▶ [Directions]:
Give back the entire listing verbatim.

▶ [Extracted information]:
○ ○ ○ ○

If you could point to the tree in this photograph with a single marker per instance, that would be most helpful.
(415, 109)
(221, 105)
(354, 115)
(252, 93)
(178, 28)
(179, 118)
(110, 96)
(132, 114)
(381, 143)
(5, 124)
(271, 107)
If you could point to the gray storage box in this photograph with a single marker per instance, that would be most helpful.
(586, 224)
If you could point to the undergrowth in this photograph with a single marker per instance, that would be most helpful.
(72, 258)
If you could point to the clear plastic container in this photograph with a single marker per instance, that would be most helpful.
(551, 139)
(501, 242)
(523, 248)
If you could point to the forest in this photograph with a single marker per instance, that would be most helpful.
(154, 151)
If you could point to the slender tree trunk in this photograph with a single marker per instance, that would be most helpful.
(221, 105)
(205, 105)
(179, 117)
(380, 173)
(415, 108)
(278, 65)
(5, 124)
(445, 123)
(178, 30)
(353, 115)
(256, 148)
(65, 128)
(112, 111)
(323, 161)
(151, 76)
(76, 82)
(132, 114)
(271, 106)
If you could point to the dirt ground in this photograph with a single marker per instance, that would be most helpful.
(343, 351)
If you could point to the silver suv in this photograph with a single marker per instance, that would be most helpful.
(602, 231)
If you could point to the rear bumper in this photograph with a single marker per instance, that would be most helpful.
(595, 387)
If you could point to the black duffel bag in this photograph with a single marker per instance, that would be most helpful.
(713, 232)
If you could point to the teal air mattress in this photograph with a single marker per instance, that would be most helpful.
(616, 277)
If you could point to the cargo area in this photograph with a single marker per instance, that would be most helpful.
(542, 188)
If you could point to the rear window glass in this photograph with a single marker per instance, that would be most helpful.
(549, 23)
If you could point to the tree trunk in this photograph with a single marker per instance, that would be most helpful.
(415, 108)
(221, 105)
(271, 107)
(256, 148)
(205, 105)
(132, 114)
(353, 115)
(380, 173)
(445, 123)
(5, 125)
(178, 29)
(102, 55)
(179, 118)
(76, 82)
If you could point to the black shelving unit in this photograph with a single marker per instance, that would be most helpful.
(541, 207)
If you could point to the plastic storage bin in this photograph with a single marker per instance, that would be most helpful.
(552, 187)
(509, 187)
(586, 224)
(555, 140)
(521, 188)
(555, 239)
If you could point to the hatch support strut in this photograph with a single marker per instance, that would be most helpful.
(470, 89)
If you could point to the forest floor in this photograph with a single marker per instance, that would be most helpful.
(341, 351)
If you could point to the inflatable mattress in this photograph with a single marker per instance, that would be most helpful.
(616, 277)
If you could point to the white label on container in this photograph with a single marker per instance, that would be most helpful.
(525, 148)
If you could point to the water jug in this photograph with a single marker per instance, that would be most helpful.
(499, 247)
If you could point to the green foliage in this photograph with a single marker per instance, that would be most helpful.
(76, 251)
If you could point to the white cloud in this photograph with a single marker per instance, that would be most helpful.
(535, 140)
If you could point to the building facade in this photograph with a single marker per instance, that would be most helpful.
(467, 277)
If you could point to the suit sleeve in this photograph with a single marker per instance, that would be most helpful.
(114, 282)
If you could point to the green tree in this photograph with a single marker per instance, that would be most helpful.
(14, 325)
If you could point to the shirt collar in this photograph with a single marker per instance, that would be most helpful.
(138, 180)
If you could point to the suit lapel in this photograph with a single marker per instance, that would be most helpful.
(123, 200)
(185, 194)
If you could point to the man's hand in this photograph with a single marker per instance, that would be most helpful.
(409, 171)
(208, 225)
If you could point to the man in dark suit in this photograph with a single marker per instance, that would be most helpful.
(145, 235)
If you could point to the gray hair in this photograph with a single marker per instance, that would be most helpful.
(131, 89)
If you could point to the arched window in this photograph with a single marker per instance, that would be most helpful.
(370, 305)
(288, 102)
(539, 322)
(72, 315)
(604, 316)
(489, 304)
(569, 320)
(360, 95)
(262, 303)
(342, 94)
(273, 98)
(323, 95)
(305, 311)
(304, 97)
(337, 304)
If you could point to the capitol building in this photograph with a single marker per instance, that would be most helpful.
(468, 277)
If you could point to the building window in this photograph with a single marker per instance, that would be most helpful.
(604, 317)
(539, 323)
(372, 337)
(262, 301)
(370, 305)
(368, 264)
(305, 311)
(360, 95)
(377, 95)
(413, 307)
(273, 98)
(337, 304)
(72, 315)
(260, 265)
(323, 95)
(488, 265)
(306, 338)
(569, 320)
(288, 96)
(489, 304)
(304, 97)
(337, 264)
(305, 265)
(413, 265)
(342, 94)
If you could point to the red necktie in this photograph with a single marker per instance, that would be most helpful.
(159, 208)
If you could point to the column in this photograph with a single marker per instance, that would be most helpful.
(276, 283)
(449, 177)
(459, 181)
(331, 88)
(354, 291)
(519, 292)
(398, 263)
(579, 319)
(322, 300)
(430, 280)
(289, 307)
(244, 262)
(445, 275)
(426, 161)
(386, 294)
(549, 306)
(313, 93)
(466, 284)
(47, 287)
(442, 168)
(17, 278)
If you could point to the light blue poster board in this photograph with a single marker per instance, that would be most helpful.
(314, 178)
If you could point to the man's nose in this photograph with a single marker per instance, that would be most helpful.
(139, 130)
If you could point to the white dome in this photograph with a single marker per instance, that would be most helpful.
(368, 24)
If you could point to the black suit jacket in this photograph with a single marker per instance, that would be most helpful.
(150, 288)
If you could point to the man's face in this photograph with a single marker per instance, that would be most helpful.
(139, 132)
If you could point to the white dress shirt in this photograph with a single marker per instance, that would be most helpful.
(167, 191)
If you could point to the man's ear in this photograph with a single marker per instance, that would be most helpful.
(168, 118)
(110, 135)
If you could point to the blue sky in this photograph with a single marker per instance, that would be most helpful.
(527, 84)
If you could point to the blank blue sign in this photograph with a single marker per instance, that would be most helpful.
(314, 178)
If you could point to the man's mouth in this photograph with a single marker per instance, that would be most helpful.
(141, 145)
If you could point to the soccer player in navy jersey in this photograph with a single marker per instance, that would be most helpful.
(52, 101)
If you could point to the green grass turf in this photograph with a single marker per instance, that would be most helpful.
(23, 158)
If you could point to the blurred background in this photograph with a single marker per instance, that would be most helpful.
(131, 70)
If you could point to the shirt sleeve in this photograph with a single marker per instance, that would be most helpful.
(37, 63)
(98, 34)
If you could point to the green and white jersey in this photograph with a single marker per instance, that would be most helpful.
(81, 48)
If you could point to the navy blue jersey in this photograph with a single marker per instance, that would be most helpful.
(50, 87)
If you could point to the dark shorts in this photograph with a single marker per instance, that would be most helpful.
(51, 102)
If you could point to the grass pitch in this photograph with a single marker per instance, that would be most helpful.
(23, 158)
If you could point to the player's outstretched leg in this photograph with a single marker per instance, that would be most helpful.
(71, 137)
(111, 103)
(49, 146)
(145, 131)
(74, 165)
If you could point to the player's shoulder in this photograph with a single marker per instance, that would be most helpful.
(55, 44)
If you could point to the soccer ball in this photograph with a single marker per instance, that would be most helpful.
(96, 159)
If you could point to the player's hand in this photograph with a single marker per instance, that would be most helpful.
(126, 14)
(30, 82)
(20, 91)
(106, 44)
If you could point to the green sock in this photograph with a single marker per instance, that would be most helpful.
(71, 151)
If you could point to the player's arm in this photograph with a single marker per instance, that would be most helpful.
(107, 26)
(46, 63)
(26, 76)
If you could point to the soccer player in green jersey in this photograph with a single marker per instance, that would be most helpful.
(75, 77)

○ ○ ○ ○

▶ [Solution to the exercise]:
If you could point to the tree in this photograph with a single marker per instance, that would be most helpful.
(415, 109)
(221, 105)
(354, 115)
(252, 93)
(178, 28)
(179, 118)
(110, 96)
(132, 114)
(381, 143)
(5, 124)
(271, 107)
If you could point to the gray storage box in this photograph with a single marker per instance, that would be most helpful.
(586, 224)
If you could point to the undergrowth in this photograph with a single marker per instance, that would be most helpful.
(72, 258)
If you could point to the clear plastic container in this photograph with a single marker per instance, that would be most helpful.
(551, 139)
(501, 242)
(523, 248)
If you could point to the forest in this photograph with a single marker per instance, that would be most helpful.
(154, 151)
If you could point to the slender tree trunk in this photograph with a single marker per instance, that would be most helpful.
(221, 105)
(205, 105)
(179, 117)
(380, 173)
(415, 108)
(278, 65)
(5, 124)
(445, 123)
(178, 30)
(353, 115)
(256, 148)
(65, 128)
(112, 111)
(323, 161)
(151, 76)
(76, 82)
(132, 114)
(271, 106)
If you could point to the dirt ground in this photograph with a single marker per instance, that would be most helpful.
(343, 351)
If you could point to the silver suv in this photograph with a single marker per instance, that would be most helpful.
(602, 231)
If you could point to the rear bumper in this photograph with a single marker per instance, that would be most helpful.
(595, 387)
If you could point to the black duffel bag in this photograph with a single marker per instance, that would be most helpful.
(713, 232)
If you could point to the teal air mattress in this photograph with a single marker per instance, that would be most helpful.
(616, 277)
If you could point to the cargo area in this photograph with a single marker per instance, that would be most helpful.
(542, 188)
If you could point to the rear window glass in this photograph with a single marker per instance, that would be most helpful.
(549, 23)
If you could point to the tree trunk in this photograph with a single marker per instance, that would be most helpful.
(415, 108)
(221, 105)
(271, 107)
(256, 148)
(205, 105)
(132, 114)
(353, 115)
(380, 173)
(445, 123)
(5, 125)
(178, 29)
(102, 55)
(179, 118)
(76, 82)
If you could point to the black shelving unit in this photograph with a single marker per instance, that would be most helpful.
(541, 207)
If you could point to the plastic storage bin in this photograph with a single marker per instance, that would be most helpful.
(552, 187)
(509, 187)
(586, 224)
(555, 140)
(521, 188)
(555, 239)
If you could point to the hatch support strut in this photograph with a single marker per instance, that would be most helpful.
(470, 89)
If you could point to the forest floor in this photograph with a single marker per instance, that would be most helpful.
(341, 351)
If you could point to the inflatable mattress in this photograph with a single marker per instance, that would be most helpful.
(616, 277)
If you could point to the white label on container in this photograph with a single marker per instance, that would be most helpful.
(525, 148)
If you could point to the water jug in this photograph with a single marker per instance, that would be most helpful.
(499, 247)
If you could point to the green foliage in this photograph with a single marker per instance, that would be most helpful.
(76, 251)
If you could point to the white cloud in this photograph with a single marker per instance, that would be most helpful.
(535, 140)
If you could point to the building facade in this photograph with a single marker per instance, that would be most helpful.
(467, 277)
If you could point to the suit sleeve in this photograph with a single marker per instance, that would be most helpful.
(114, 282)
If you could point to the green tree in this photograph with a single marker per instance, that would be most helpful.
(14, 325)
If you could point to the shirt collar in this photograph with a single marker per instance, that would be most helpful.
(138, 180)
If you could point to the suit lapel in this photograph with a single marker per instance, that would be most helpful.
(123, 200)
(185, 194)
If you could point to the man's hand in this photograph with a single marker per instance, that would be most helpful.
(409, 171)
(208, 225)
If you could point to the man in dark suit in this photograph with a single marker per instance, that would be most helpful.
(145, 235)
If you could point to the gray hair in this photograph with a single marker per instance, that would be most helpful.
(131, 89)
If you could point to the arched window in this photograph with a single marker per instance, that would be most helpful.
(370, 305)
(288, 102)
(539, 322)
(72, 315)
(604, 316)
(489, 304)
(569, 320)
(360, 95)
(262, 303)
(342, 94)
(273, 98)
(323, 95)
(305, 311)
(304, 97)
(337, 304)
If you could point to the capitol building in this photograph with a single marker per instance, that would be most helpful.
(468, 277)
If you could point to the building window in this photograph with a single marker per instance, that would be most helpful.
(604, 317)
(539, 323)
(372, 337)
(262, 301)
(370, 305)
(368, 264)
(305, 311)
(360, 95)
(377, 95)
(413, 307)
(273, 98)
(337, 304)
(72, 315)
(260, 265)
(323, 95)
(488, 265)
(306, 338)
(569, 320)
(288, 96)
(489, 304)
(304, 97)
(337, 264)
(305, 265)
(413, 265)
(342, 94)
If you could point to the red necktie in this photograph with a single marker per instance, that would be most helpful.
(159, 208)
If you could point to the column in this photograph with a single marker per instance, that would be most helpful.
(276, 283)
(449, 177)
(459, 181)
(331, 88)
(354, 291)
(519, 292)
(398, 263)
(579, 319)
(322, 300)
(430, 280)
(289, 307)
(244, 262)
(445, 275)
(426, 161)
(386, 294)
(549, 306)
(313, 93)
(466, 284)
(47, 287)
(442, 168)
(17, 278)
If you could point to the light blue poster board in this photograph with a single marker per instance, that would be most helpful.
(314, 178)
If you could point to the man's nose in this photograph with a single marker per instance, that would be most helpful.
(139, 130)
If you could point to the white dome in this photograph with a single marker per instance, that would be most helpful.
(368, 24)
If you could point to the black suit jacket in this photograph with a single marker per instance, that would be most helpful.
(150, 288)
If you could point to the man's face in this photograph with a single marker per instance, that would be most helpful.
(139, 132)
If you could point to the white dress shirt in this photograph with a single marker per instance, that would be most helpful.
(167, 191)
If you could point to the man's ear in this photograph with a single marker per instance, that would be most helpful.
(168, 118)
(110, 135)
If you could point to the blue sky in this photograph with a single marker per instance, that would be most helpful.
(527, 84)
If you could point to the blank blue sign in this photograph with a single marker per instance, that would be most helpful.
(314, 178)
If you could point to the man's mouth in this photograph with a single marker per instance, that would be most helpful.
(141, 145)
If you could point to the soccer player in navy jersey in this photograph with a single marker per instance, that would be most helpful.
(52, 101)
If you could point to the green grass turf in this photograph with a single marker per instance, that would be most helpful.
(23, 158)
If you could point to the blurred background in this photograph with a single marker per instance, that would be most helpful.
(131, 70)
If you could point to the shirt sleeve in this photograph with a single marker per instance, that would be most helpful.
(37, 63)
(98, 34)
If you could point to the green and white jersey in this photograph with a single marker per instance, that would be most helpful.
(81, 48)
If you could point to the navy blue jersey in this photograph with a single marker per instance, that would be most helpful.
(50, 87)
If you could point to the dark shorts in this photograph with a single marker per instance, that would be most helpful.
(51, 102)
If you could point to the grass pitch in this photograph with a single marker per instance, that would be most helpful.
(23, 158)
If you could point to the player's outstretched leg in this photograph with a single marker per instance, that would be most helpful.
(71, 137)
(111, 103)
(49, 146)
(145, 131)
(74, 165)
If you could point to the player's shoulder in this photograph with a single marker per instance, that would be most helpful.
(55, 44)
If you could point to the soccer ball in this photograph with a single marker per instance, that would be most helpful.
(96, 159)
If you could point to the player's hand in this photograph with a single marker per instance, that would be most helpful.
(126, 14)
(30, 82)
(20, 91)
(106, 44)
If you could point to the green sock in this photograph with a single marker per instance, that would be most helpful.
(71, 151)
If you could point to the player's arm in this photograph with a single marker per instance, that would be most helpful.
(107, 26)
(46, 63)
(26, 76)
If you could point to the soccer player in green jersey in this photograph with a single marker per instance, that would be most helpful.
(75, 77)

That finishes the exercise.